:: WHAT TO PRODUCE ::
Copy the Iteris earnings call excerpt below word for word.

:: DOCUMENT TEXT ::

Iteris's market access, know-how and platform-based strategy, provide degrees of freedom and optionality that most companies in our market lack. As a result, we remain very optimistic about the opportunity in front of Iteris, and believe the current environment actually improves our ClearMobility value proposition and competitive position as demonstrated by sustained above-market bookings growth, despite some near-term disruption from supply chain constraints. In fact, the leading indicators we track, suggest continued execution of our solutions road map, which we outlined on our last earnings call, should sustain future market share growth. For example, the total value of qualified sales opportunities is up 20% year over year, and our proposal win rate has increased over 200 basis points to reach a new record high.

Due to the strength of our demand side performance, management is able to remain focused on the execution of our supply chain mitigation program that will unlock our historic backlog, and begin to renormalize our cost structure. To that end, we've identified the following near-term supply chain mitigation program objectives, some of which Doug has already mentioned. First, we'll begin in our -- in the second quarter, the production and shipment of the three circuit board prototypes for which the designs were completed in Q1; second, we'll develop three circuit board prototypes in Q2 for production and shipments beginning in Q3; third, we'll complete the development of a final set of three additional circuit boards in Q3 for production and shipment beginning in Q4. Fourthly, we'll continue to build 9 to 12 months of buffer stock for key supply chain components.

:: SUPPLIED RECORDS ::
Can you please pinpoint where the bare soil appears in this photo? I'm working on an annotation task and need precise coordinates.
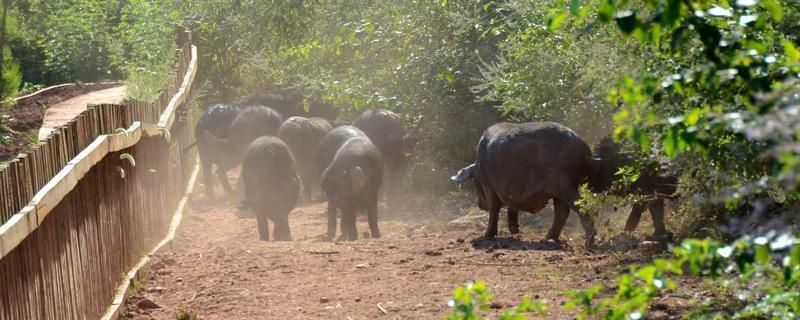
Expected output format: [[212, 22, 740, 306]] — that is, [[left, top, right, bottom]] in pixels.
[[0, 84, 125, 161], [39, 86, 126, 141], [124, 175, 700, 319]]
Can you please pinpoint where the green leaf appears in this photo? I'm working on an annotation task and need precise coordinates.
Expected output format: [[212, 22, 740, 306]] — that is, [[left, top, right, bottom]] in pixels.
[[756, 245, 770, 263], [761, 0, 783, 22], [745, 39, 769, 54], [616, 11, 638, 34], [597, 1, 615, 22], [662, 127, 678, 157], [569, 0, 581, 15], [783, 40, 800, 66], [547, 11, 567, 32]]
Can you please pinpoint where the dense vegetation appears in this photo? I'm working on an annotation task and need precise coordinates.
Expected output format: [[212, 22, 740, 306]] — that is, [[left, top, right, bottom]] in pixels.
[[0, 0, 800, 318]]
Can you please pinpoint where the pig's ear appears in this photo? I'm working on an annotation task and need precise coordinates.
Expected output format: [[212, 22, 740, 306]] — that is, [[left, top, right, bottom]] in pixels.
[[350, 166, 367, 191]]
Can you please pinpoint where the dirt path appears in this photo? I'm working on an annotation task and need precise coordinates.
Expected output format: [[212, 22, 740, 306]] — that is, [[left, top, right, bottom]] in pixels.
[[120, 180, 685, 320], [39, 86, 125, 141]]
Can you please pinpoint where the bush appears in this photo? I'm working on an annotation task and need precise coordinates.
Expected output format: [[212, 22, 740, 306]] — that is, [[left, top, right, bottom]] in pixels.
[[446, 232, 800, 320]]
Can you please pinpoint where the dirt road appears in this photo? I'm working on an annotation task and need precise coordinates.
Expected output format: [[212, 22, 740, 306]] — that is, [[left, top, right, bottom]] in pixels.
[[120, 180, 685, 319], [39, 86, 125, 141]]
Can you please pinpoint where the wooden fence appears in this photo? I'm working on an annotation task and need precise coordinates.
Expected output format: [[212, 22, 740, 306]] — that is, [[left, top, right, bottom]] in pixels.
[[0, 30, 197, 319]]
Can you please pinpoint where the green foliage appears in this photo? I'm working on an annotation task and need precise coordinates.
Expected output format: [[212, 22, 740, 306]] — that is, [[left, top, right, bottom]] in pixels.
[[0, 47, 22, 104], [112, 0, 180, 101], [0, 8, 22, 104], [565, 233, 800, 319], [445, 281, 549, 320], [551, 0, 800, 228], [445, 233, 800, 320], [475, 0, 639, 141], [4, 0, 180, 100], [27, 0, 119, 81]]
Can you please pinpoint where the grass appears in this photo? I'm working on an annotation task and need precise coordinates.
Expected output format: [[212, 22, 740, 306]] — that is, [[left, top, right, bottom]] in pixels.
[[175, 306, 200, 320]]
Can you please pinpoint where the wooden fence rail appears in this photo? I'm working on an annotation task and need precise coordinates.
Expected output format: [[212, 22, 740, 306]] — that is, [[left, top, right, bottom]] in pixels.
[[0, 30, 197, 319]]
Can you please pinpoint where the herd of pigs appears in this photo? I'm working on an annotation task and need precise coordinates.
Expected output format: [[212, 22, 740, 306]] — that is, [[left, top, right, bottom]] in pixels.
[[195, 87, 677, 246]]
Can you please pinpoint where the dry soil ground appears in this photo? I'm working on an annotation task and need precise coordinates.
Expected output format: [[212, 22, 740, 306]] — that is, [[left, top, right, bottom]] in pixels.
[[39, 86, 125, 140], [119, 175, 699, 319]]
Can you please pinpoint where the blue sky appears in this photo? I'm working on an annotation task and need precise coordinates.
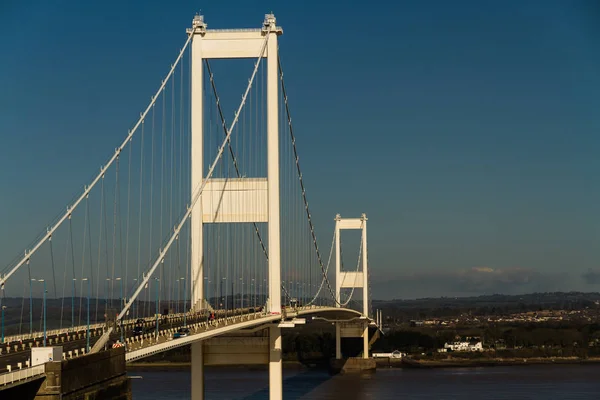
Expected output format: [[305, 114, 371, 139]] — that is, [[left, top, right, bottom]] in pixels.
[[0, 0, 600, 298]]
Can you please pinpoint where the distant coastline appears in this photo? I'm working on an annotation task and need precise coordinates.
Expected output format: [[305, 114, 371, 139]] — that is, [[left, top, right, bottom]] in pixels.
[[127, 357, 600, 371], [377, 357, 600, 368]]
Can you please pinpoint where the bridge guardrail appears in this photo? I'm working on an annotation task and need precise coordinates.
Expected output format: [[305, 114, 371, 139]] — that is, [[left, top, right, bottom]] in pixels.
[[0, 364, 46, 386]]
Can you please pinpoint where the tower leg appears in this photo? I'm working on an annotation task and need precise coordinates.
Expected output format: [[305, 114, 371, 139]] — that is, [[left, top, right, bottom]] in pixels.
[[192, 342, 204, 400], [270, 326, 283, 400], [335, 322, 342, 360]]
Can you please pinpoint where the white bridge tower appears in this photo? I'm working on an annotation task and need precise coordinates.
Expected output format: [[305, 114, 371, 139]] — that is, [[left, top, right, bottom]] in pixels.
[[187, 14, 283, 400]]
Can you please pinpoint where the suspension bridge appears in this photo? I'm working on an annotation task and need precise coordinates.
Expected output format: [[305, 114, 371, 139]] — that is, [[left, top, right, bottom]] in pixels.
[[0, 14, 379, 399]]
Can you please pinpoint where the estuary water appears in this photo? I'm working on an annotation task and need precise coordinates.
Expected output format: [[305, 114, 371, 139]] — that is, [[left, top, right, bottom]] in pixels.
[[130, 365, 600, 400]]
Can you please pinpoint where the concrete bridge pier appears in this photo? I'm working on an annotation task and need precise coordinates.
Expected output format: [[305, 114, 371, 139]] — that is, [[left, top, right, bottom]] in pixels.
[[191, 342, 204, 400], [269, 325, 283, 400], [335, 319, 369, 360], [191, 324, 283, 400]]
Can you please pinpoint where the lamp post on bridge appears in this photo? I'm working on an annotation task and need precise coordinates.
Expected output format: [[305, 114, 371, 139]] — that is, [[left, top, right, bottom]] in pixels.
[[2, 305, 6, 344], [130, 278, 138, 320], [27, 270, 33, 339], [221, 277, 227, 310], [180, 277, 187, 328], [115, 277, 125, 343], [81, 278, 90, 354], [31, 278, 47, 347], [71, 278, 77, 330], [240, 278, 244, 314], [104, 278, 112, 318], [154, 278, 160, 339]]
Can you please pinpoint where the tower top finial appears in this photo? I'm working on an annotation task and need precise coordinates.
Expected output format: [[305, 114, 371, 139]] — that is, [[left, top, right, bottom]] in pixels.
[[192, 11, 207, 33]]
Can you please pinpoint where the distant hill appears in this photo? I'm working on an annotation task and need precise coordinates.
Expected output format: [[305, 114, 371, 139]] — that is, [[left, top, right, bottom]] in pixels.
[[373, 292, 600, 319]]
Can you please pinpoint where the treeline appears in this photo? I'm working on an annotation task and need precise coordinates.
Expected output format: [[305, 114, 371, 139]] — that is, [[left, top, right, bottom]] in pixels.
[[373, 292, 600, 322], [373, 322, 600, 356]]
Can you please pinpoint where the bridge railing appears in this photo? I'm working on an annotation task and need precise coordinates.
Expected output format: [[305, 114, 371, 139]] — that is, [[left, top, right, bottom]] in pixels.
[[0, 364, 46, 386], [4, 313, 190, 343]]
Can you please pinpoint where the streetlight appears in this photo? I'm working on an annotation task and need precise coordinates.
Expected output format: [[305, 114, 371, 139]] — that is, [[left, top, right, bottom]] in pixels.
[[2, 305, 6, 344], [71, 278, 77, 329], [154, 278, 160, 338], [81, 278, 90, 354], [179, 277, 187, 328], [115, 278, 125, 343], [31, 279, 46, 347], [221, 277, 227, 310], [27, 260, 33, 339], [130, 278, 138, 320]]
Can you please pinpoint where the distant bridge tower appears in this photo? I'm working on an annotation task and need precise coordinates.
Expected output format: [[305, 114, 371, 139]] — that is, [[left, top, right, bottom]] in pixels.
[[187, 14, 283, 400], [335, 214, 369, 360]]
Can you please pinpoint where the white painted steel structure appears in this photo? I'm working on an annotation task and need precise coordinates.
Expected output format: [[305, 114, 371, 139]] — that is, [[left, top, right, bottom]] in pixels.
[[187, 14, 283, 399], [0, 14, 380, 400]]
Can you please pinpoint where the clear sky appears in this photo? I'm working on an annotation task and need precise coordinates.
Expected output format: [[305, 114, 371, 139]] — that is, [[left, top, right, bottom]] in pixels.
[[0, 0, 600, 298]]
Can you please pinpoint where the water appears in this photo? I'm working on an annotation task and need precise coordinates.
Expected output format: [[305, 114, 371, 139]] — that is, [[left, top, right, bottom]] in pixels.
[[130, 365, 600, 400]]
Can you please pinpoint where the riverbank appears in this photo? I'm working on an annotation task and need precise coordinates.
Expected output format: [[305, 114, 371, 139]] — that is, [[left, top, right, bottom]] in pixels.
[[376, 357, 600, 368], [127, 357, 600, 371], [127, 361, 304, 371]]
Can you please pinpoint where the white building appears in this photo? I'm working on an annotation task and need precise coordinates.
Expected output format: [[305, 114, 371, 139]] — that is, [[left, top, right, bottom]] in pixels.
[[444, 340, 483, 351]]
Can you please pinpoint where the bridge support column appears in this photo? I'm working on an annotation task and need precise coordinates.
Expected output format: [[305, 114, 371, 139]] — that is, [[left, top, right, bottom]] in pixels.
[[363, 322, 369, 358], [270, 326, 283, 400], [335, 322, 342, 360], [192, 342, 204, 400]]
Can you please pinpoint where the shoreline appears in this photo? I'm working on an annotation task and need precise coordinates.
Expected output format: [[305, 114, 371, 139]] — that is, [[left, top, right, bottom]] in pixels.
[[377, 357, 600, 369], [127, 357, 600, 371]]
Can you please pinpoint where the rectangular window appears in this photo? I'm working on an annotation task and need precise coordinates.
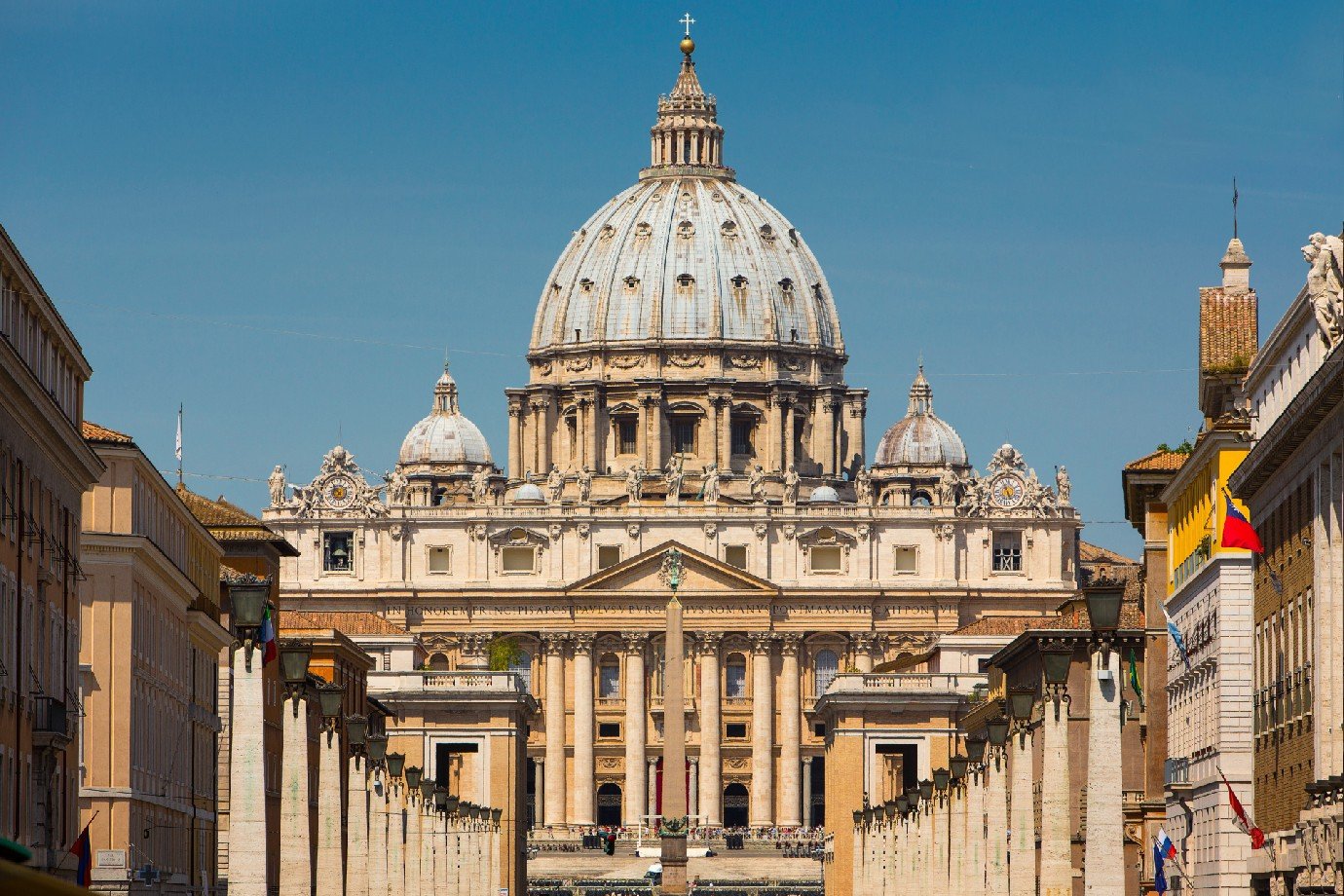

:: SOLUTION TO THE EXERCISE ::
Iteris's market access, know-how and platform-based strategy, provide degrees of freedom and optionality that most companies in our market lack. As a result, we remain very optimistic about the opportunity in front of Iteris, and believe the current environment actually improves our ClearMobility value proposition and competitive position as demonstrated by sustained above-market bookings growth, despite some near-term disruption from supply chain constraints. In fact, the leading indicators we track, suggest continued execution of our solutions road map, which we outlined on our last earnings call, should sustain future market share growth. For example, the total value of qualified sales opportunities is up 20% year over year, and our proposal win rate has increased over 200 basis points to reach a new record high.

Due to the strength of our demand side performance, management is able to remain focused on the execution of our supply chain mitigation program that will unlock our historic backlog, and begin to renormalize our cost structure. To that end, we've identified the following near-term supply chain mitigation program objectives, some of which Doug has already mentioned. First, we'll begin in our -- in the second quarter, the production and shipment of the three circuit board prototypes for which the designs were completed in Q1; second, we'll develop three circuit board prototypes in Q2 for production and shipments beginning in Q3; third, we'll complete the development of a final set of three additional circuit boards in Q3 for production and shipment beginning in Q4. Fourthly, we'll continue to build 9 to 12 months of buffer stock for key supply chain components.